Do this: Rewrite the material below as a Markdown table with the columns Row and Entry, starting at the line that contains "berm in the photo above." and ending at the line that contains "(1225, 874)", both included. Number each line in Row, put the line itself in Entry, and leave out blank lines.

Working data:

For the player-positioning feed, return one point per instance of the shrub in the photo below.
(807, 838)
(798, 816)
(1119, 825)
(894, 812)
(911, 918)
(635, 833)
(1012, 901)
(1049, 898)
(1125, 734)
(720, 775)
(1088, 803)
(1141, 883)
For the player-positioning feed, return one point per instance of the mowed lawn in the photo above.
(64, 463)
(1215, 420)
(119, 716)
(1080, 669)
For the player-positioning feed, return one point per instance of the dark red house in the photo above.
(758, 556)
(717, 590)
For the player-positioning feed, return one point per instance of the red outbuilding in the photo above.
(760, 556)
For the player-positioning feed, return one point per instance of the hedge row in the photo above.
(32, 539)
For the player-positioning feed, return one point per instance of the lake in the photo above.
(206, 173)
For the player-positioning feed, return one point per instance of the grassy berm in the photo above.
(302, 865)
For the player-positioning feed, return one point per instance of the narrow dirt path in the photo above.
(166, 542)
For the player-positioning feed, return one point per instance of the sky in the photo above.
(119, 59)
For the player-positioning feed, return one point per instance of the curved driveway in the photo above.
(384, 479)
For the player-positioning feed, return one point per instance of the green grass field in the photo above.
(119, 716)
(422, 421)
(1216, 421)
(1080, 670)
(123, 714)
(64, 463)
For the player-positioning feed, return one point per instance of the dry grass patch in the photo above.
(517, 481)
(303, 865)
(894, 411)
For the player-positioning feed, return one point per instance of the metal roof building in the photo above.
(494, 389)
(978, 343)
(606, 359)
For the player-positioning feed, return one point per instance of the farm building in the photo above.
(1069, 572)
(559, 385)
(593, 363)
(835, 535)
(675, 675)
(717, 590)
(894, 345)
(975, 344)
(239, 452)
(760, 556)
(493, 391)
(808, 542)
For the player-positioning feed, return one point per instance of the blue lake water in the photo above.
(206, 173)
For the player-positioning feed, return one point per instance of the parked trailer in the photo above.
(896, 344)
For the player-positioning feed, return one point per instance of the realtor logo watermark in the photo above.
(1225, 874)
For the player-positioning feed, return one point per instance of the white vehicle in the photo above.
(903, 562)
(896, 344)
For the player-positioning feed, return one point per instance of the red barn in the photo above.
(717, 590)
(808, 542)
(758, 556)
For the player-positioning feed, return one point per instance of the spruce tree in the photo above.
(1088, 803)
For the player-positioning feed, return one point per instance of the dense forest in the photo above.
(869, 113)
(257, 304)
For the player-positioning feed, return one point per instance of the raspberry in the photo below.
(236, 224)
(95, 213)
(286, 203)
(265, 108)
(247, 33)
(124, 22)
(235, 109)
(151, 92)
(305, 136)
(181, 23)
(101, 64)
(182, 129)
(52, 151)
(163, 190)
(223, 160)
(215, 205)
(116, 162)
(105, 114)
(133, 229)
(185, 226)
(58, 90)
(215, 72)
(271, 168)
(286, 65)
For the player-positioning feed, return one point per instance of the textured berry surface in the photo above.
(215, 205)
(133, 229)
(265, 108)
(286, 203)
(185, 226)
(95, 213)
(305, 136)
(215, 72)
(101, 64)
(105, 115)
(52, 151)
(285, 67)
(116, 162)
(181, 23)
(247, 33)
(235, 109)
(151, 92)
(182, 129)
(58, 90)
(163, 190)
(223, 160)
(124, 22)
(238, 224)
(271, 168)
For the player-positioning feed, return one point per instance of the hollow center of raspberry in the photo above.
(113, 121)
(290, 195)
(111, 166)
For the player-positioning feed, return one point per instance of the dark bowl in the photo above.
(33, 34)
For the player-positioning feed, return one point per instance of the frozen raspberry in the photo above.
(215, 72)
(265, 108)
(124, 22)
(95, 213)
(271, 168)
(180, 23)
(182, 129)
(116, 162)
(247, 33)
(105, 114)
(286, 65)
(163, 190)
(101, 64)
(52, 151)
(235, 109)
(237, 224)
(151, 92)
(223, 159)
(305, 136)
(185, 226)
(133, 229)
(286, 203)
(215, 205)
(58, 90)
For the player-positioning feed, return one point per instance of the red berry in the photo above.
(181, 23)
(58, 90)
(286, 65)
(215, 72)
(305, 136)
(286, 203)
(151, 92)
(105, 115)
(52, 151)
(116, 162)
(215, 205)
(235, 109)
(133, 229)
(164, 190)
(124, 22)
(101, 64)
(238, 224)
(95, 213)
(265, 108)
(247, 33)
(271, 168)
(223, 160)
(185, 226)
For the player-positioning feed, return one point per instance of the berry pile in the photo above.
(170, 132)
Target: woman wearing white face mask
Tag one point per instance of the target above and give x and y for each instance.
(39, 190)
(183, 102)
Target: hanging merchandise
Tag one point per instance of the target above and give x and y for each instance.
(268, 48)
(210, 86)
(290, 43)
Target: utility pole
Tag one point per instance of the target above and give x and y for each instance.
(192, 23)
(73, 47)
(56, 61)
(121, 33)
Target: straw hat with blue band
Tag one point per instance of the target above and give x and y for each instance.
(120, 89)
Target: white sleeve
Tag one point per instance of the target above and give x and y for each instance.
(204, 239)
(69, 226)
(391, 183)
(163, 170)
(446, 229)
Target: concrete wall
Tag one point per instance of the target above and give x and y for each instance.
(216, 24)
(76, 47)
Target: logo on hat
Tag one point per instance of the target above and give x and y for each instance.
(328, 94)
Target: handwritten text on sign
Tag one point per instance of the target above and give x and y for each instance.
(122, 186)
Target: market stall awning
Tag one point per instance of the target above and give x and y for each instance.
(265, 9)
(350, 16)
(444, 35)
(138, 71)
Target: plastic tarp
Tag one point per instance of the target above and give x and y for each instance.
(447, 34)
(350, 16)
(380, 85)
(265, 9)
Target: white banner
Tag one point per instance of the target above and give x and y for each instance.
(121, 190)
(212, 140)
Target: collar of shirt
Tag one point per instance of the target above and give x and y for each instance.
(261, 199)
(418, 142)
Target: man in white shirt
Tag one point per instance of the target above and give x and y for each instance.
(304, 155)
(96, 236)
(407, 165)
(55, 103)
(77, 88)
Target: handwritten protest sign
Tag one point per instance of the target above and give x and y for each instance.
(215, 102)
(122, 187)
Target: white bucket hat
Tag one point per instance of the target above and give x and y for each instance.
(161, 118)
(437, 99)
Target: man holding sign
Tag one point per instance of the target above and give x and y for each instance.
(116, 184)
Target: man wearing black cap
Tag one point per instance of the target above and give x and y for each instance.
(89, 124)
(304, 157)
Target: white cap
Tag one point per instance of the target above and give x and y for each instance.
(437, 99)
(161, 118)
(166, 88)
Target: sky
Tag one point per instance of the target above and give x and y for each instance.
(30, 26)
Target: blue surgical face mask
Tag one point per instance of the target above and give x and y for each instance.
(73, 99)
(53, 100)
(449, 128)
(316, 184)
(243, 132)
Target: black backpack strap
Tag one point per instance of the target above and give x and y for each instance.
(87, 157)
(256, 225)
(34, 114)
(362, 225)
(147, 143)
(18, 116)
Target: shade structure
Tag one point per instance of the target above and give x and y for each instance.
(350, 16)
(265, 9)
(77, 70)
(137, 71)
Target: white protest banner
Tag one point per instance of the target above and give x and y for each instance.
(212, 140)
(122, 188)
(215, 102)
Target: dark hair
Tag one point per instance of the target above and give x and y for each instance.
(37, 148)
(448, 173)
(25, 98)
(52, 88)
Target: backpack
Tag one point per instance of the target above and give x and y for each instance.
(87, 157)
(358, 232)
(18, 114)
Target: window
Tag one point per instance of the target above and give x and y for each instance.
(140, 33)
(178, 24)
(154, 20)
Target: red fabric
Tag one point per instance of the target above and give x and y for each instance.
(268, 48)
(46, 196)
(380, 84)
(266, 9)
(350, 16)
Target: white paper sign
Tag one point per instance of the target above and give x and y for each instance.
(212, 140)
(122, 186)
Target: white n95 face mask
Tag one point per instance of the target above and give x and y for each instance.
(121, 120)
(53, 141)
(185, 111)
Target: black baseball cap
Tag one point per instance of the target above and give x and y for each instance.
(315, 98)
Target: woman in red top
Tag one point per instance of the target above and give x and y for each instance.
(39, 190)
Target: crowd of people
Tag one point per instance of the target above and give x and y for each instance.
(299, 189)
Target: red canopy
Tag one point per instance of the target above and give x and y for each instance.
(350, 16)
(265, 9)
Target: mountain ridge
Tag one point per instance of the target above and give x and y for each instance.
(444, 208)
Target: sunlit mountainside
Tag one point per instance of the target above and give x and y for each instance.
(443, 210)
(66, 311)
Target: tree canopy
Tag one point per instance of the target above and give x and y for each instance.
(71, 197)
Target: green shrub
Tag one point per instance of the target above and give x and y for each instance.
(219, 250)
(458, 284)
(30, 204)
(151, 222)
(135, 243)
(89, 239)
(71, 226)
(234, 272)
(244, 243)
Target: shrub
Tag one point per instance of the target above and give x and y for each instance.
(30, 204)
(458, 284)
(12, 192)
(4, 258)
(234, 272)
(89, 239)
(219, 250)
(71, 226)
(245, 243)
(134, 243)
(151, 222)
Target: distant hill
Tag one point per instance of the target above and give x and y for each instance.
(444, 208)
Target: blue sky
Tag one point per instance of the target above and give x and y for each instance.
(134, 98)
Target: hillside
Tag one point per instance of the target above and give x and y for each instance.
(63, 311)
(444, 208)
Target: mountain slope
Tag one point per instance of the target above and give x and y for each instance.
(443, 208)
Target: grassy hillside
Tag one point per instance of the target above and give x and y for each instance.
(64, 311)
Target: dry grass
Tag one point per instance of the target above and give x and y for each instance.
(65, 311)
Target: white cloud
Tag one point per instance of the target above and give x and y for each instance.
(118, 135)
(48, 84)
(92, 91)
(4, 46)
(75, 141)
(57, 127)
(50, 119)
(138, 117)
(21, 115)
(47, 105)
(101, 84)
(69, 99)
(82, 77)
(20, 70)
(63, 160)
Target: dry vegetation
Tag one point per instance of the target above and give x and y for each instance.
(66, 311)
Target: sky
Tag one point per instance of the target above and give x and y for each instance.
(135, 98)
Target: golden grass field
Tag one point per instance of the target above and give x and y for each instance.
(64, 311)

Final answer:
| Row | Entry |
|---|---|
| 1 | For the player-positioning feed, return one point per instance of the grassy berm in the photo above. |
| 2 | (302, 865) |
| 3 | For the player-positioning feed, return one point per instance of the narrow dirt path in the photo above. |
| 4 | (166, 542) |
| 5 | For the player-positioning feed, return one point per instance of the sky in the photo above. |
| 6 | (119, 59) |
| 7 | For the player-positioning feed, return one point per instance of the curved driveway in the photo above. |
| 8 | (384, 479) |
| 9 | For the player-positioning feed, return one point per instance of the green grass field in the photo above. |
| 10 | (119, 716) |
| 11 | (422, 421) |
| 12 | (1216, 421) |
| 13 | (1080, 670) |
| 14 | (123, 714) |
| 15 | (64, 463) |
| 16 | For the player-positioning feed, return one point per instance of the dry grass patch in the photo above. |
| 17 | (517, 481) |
| 18 | (303, 865) |
| 19 | (894, 411) |
| 20 | For the player-positioning feed, return one point per instance of the metal roof building in the photo above. |
| 21 | (494, 389) |
| 22 | (978, 343) |
| 23 | (606, 359) |
| 24 | For the player-positioning feed, return one point per instance of the farm building in the photo above. |
| 25 | (1069, 572) |
| 26 | (559, 385) |
| 27 | (593, 363) |
| 28 | (835, 535) |
| 29 | (675, 675) |
| 30 | (717, 590) |
| 31 | (894, 345) |
| 32 | (975, 344) |
| 33 | (239, 452) |
| 34 | (760, 556) |
| 35 | (493, 391) |
| 36 | (808, 542) |
| 37 | For the player-positioning feed, return one point per instance of the blue lake water in the photo above. |
| 38 | (206, 173) |
| 39 | For the player-positioning feed, return one point per instance of the parked trailer in the photo above. |
| 40 | (896, 344) |
| 41 | For the player-positioning feed, return one point per instance of the realtor logo watermark in the photo above. |
| 42 | (1225, 874) |